Problem requirements
Please restate each line of the data that follows word for word, skipping any image.

* * * *

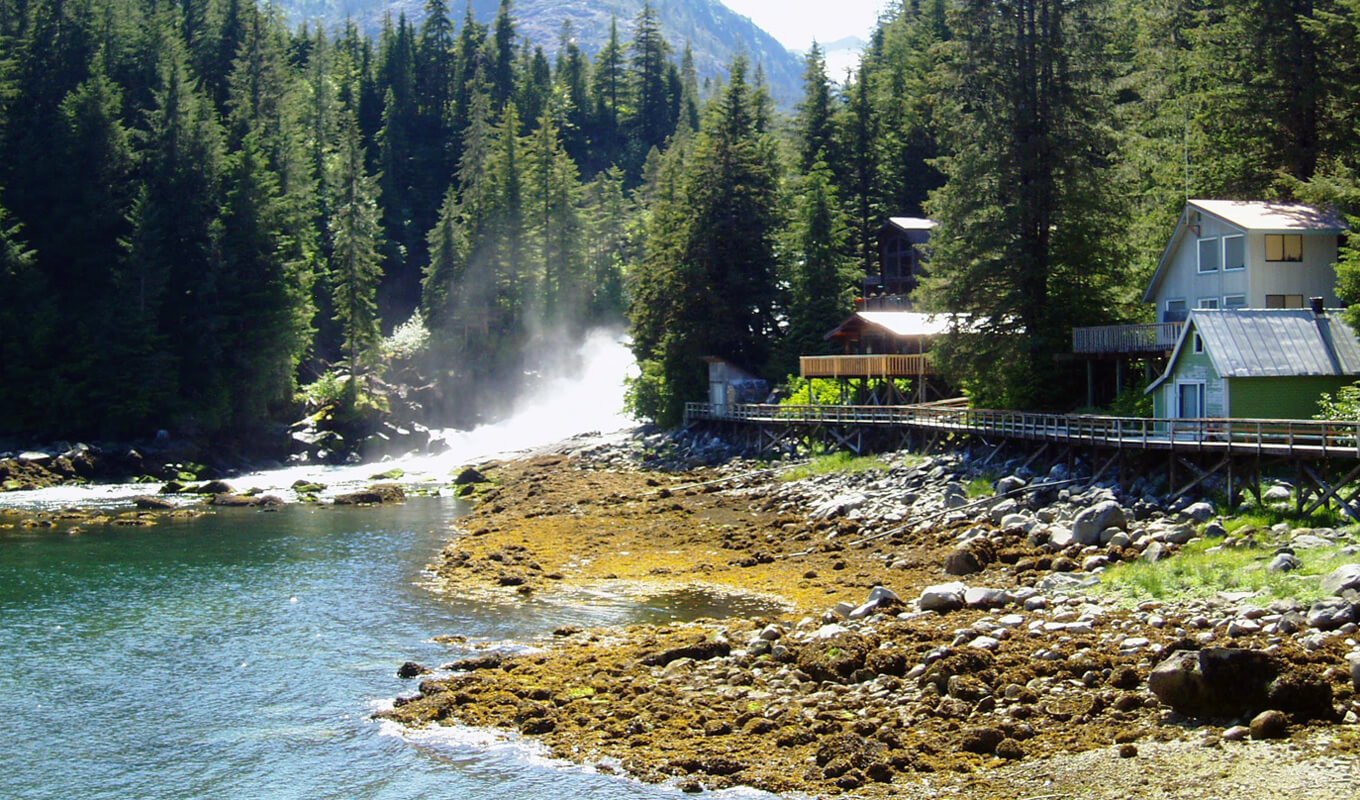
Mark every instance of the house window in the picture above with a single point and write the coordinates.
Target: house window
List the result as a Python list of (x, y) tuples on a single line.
[(1235, 252), (1209, 255), (1284, 301), (1284, 246), (1175, 312)]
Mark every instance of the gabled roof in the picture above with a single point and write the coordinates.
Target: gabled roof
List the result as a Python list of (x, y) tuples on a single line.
[(1249, 215), (1262, 343), (902, 324), (1262, 217), (913, 222)]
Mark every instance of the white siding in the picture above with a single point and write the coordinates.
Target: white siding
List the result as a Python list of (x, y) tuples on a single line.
[(1314, 276)]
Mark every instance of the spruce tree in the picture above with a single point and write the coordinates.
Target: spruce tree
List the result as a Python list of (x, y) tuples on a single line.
[(357, 256), (1027, 238)]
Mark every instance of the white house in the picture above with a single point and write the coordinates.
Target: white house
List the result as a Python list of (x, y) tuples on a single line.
[(1246, 255)]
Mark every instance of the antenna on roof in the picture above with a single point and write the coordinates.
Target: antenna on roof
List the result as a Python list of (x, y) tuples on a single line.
[(1185, 150)]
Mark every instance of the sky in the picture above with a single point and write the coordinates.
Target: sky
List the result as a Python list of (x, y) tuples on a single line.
[(797, 22)]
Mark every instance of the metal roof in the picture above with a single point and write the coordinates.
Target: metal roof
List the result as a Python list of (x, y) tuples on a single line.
[(913, 222), (1258, 215), (1261, 343), (1250, 215)]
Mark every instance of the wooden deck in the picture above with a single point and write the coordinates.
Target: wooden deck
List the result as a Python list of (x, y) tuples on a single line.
[(865, 366), (1126, 339), (1306, 440)]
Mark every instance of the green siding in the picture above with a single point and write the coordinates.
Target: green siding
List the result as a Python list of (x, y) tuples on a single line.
[(1283, 397), (1192, 366)]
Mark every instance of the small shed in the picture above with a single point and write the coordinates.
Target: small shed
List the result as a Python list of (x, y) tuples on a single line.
[(1255, 363), (729, 384), (891, 332)]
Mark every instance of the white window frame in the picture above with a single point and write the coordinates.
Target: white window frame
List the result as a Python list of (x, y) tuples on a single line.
[(1198, 255), (1223, 256), (1175, 399), (1284, 251)]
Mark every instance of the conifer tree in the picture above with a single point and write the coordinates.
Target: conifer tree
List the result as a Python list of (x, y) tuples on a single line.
[(357, 256), (1026, 238)]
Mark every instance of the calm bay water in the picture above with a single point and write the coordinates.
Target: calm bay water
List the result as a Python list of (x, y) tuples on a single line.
[(240, 656)]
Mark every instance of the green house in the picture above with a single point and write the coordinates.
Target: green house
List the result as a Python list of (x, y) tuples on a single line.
[(1255, 363)]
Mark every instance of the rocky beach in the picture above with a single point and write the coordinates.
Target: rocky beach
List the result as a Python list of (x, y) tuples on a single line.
[(948, 629)]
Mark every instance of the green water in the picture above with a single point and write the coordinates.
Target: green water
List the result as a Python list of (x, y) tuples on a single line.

* * * *

Finished exercise
Mark every instance of the house window in the picture above with a single point and write the coordinates.
Target: house window
List the result as a Python list of (x, y) tuples on a single line.
[(1235, 252), (1209, 255), (1284, 301), (1284, 246), (1175, 312)]
Mark every instance of the gabled roof in the picture above with a single point and write the coordinates.
Target: gabled roof
List the result as a Python list of (x, y) tuples on a single line.
[(1249, 215), (1262, 343), (902, 324), (1262, 217), (913, 222)]
Mark every instance of the white siding in the picture above with a single point and write the coordinates.
Target: white siding
List the result as a Python list of (x, y) tuples on a single line.
[(1314, 276)]
Mark every instance of the spruce tree in the picture above with a single point and write the coordinates.
Target: spruce tree
List the result as a Python list of (x, y) tuples on a single line.
[(357, 256), (1027, 238)]
Mark every instance of the white house in the picture above with a single point and write the coordinates.
Target: white house
List the result as a Python list of (x, y) tuples on a single line.
[(1246, 255)]
Mark every instance of the antenna on roof in the picture above with a single point and write the coordinates.
Target: antenna on roof
List the result as a Python list of (x, y) tuples on a single line.
[(1185, 150)]
Mark every instance of the sky in the picture above with a single point and write the coordinates.
Target: sky
List the result as a Python list of (x, y) tuples on a single line.
[(797, 22)]
Mark every instance of the metal roof in the picture above with a single point and write the coordinates.
Target: metal roof
List the result as a Python list of (x, y) tuples on a single line.
[(913, 222), (1258, 215), (1261, 343), (1250, 215)]
Mark every instance of the wooden deck in the picture above with a single point and write the coordinates.
Target: wooden deck
List the result as a Python list of (x, y) tuples on a single line.
[(865, 366), (1126, 339), (1306, 440)]
Mark every instance of the green siding in the picture above with a single point and write the coordinates.
Target: green siding
List the result as a Python list of (x, y) tuples on a single line.
[(1283, 397), (1192, 366)]
Mark every instance of the small shed in the picture above with a single point and write the coordinates.
Target: small shed
List the result as a Python list of (x, y) tuples on a single line.
[(1255, 363), (729, 384), (891, 332)]
Mark every instance of the white window frame in the picture above with a single point and write the coordinates.
Target: white window frame
List the result as a Python list of (x, y) tuples on a single line.
[(1198, 255), (1223, 256), (1175, 399), (1284, 251)]
Mark every instance of the conifer tree in the picture above with a single point and write the coordinates.
Target: conifer tree
List the result as a Python list of (x, y) tuples on a single line.
[(357, 256), (1026, 238)]
Mark every instance of the calm bay water in the picture above with a single point and write the coordinates.
Target: calm bay water
List the result as a Python list of (x, y) tuples on a single line.
[(240, 656)]
Mark every instance of the green house in the picture above with a single point and write the coordinates.
Target: green house
List the result as a Python list of (x, y) tuples on a single line.
[(1255, 363)]
Mark every instance of the rocky beach in the picture above with a single point and write the coordinates.
Target: rocky beach
List the result as a Python list of (x, y) tuples on a single line.
[(948, 629)]
Mark every instance of the green water in the picture above with a single point and write the coordinates.
Target: green water
List the result as a Python list of (x, y) tuples on a single line.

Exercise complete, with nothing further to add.